• **WRITTEN REQUEST**
Please rewrite the rows below between the lines holding "For every instance of the golden" and "Target: golden grass", inclusive, replacing "innermost point" with "center point" and leaving everything else unchanged.

Rows from a data source

------------------------------------------------

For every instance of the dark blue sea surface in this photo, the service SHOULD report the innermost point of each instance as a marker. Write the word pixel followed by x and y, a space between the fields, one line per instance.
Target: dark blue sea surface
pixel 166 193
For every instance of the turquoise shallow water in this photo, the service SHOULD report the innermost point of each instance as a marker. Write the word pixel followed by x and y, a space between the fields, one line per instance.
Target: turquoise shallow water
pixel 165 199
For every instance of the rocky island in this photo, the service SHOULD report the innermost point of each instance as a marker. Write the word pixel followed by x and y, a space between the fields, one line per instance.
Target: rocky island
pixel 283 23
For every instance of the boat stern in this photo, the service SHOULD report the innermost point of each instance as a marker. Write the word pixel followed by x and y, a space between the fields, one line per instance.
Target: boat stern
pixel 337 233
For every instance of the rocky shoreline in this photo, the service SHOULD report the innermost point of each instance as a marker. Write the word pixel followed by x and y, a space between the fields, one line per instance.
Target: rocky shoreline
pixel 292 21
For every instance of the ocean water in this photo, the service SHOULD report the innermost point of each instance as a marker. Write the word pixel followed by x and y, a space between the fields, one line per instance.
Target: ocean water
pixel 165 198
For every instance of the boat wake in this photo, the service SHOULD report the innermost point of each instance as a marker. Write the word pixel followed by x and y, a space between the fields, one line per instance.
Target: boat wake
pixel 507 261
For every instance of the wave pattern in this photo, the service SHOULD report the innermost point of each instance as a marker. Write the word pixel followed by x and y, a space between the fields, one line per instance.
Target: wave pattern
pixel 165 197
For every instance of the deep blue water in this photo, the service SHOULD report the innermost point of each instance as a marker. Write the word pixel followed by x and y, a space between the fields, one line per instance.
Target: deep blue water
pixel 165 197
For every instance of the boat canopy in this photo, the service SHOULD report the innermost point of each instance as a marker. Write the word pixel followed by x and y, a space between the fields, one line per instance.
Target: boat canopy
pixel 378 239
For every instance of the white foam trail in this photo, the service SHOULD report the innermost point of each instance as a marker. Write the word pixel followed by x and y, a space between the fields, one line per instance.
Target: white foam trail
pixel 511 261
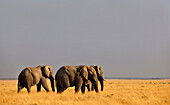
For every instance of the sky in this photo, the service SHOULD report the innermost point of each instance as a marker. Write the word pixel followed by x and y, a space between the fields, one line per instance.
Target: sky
pixel 127 38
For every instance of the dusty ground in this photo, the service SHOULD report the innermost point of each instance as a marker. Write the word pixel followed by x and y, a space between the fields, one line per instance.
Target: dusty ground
pixel 116 92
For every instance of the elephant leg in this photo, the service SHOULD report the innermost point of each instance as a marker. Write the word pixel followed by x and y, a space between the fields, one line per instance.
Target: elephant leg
pixel 96 86
pixel 83 87
pixel 45 84
pixel 92 86
pixel 88 87
pixel 78 85
pixel 19 86
pixel 39 86
pixel 62 84
pixel 29 89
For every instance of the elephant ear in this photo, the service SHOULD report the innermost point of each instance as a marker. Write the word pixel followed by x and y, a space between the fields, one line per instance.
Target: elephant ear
pixel 84 73
pixel 46 71
pixel 92 73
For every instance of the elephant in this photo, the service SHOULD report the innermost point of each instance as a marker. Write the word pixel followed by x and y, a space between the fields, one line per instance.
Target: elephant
pixel 78 76
pixel 31 76
pixel 99 72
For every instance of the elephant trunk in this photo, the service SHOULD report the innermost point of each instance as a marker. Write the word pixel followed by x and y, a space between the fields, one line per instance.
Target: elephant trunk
pixel 52 82
pixel 96 86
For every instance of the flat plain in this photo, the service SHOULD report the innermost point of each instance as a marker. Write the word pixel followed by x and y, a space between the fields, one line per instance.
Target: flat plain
pixel 116 92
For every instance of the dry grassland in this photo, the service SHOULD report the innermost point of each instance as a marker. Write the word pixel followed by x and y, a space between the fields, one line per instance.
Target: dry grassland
pixel 116 92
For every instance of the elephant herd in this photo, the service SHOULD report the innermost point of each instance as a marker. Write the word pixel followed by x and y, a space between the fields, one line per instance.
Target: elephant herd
pixel 81 76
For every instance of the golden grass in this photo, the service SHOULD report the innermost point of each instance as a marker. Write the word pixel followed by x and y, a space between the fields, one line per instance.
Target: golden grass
pixel 116 92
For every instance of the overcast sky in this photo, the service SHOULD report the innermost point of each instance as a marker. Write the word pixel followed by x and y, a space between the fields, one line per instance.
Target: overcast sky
pixel 128 38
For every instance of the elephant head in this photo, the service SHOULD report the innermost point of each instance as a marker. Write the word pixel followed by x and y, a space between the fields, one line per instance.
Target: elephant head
pixel 99 72
pixel 47 71
pixel 90 74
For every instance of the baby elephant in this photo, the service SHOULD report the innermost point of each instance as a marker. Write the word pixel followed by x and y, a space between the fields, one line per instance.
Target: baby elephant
pixel 31 76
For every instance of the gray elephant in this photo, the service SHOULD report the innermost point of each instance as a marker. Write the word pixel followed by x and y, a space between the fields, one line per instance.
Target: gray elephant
pixel 31 76
pixel 99 72
pixel 68 76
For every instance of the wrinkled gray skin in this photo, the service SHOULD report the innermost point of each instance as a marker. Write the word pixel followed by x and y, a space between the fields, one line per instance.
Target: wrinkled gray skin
pixel 68 76
pixel 31 76
pixel 99 72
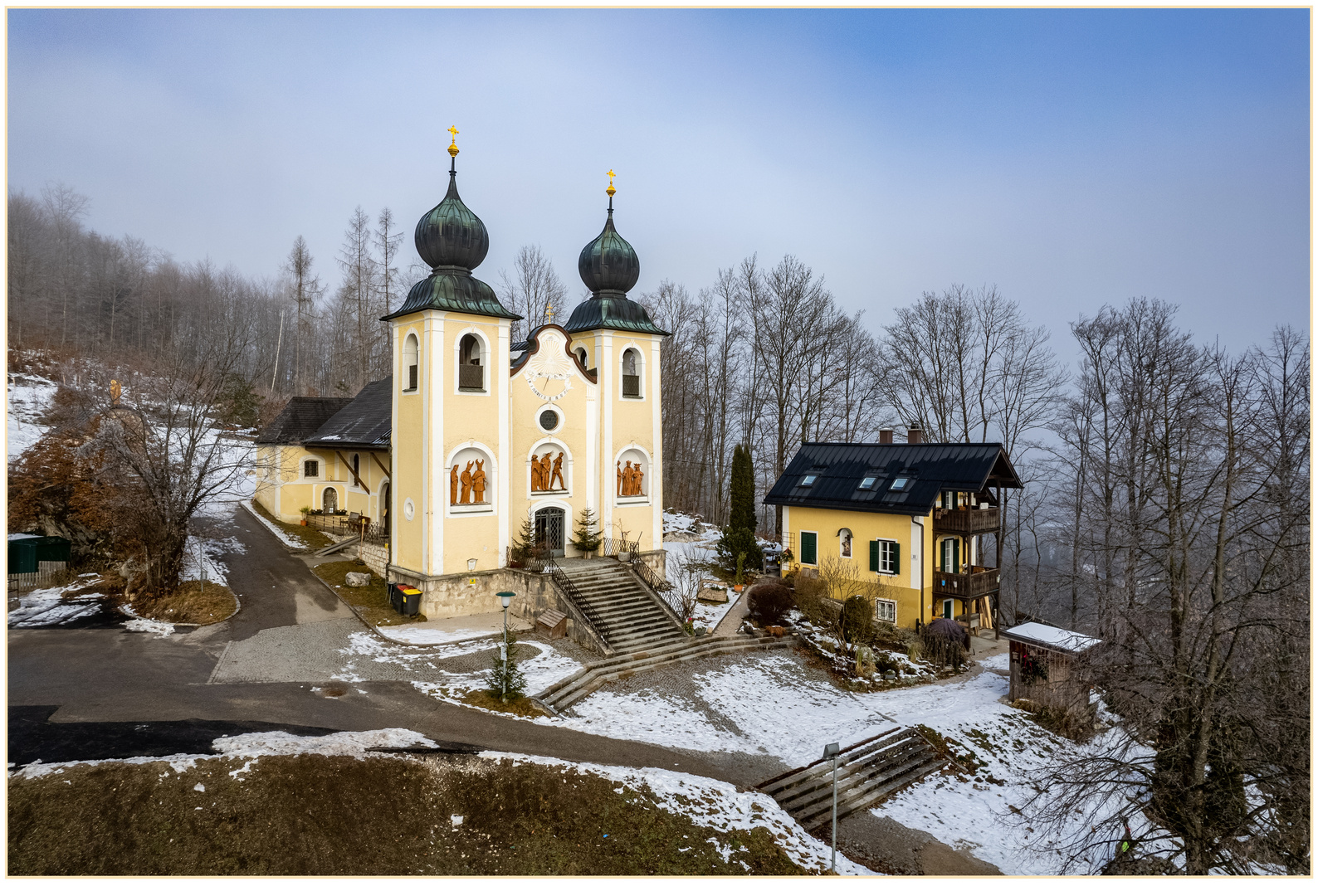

------------------------------------------------

• **ANSWER IN FULL**
For every instance of the golden grass in this photo, the service SHOULD report the center point of each instance as a marker. Write the word pixel followed by x and y, a space between the fields, one line per instance.
Target: golden grass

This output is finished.